● **TASK MATERIAL**:
++++++++++

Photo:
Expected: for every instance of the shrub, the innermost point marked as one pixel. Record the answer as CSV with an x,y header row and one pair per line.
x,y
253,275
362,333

++++++++++

● **WHAT THE TASK REQUIRES**: Print each line of the records above without changing a word.

● **FINAL RESULT**:
Photo:
Expected: for every instance of the shrub, the innermost point marked as one pixel. Record the answer as CSV with an x,y header row and one pair per line.
x,y
253,275
362,333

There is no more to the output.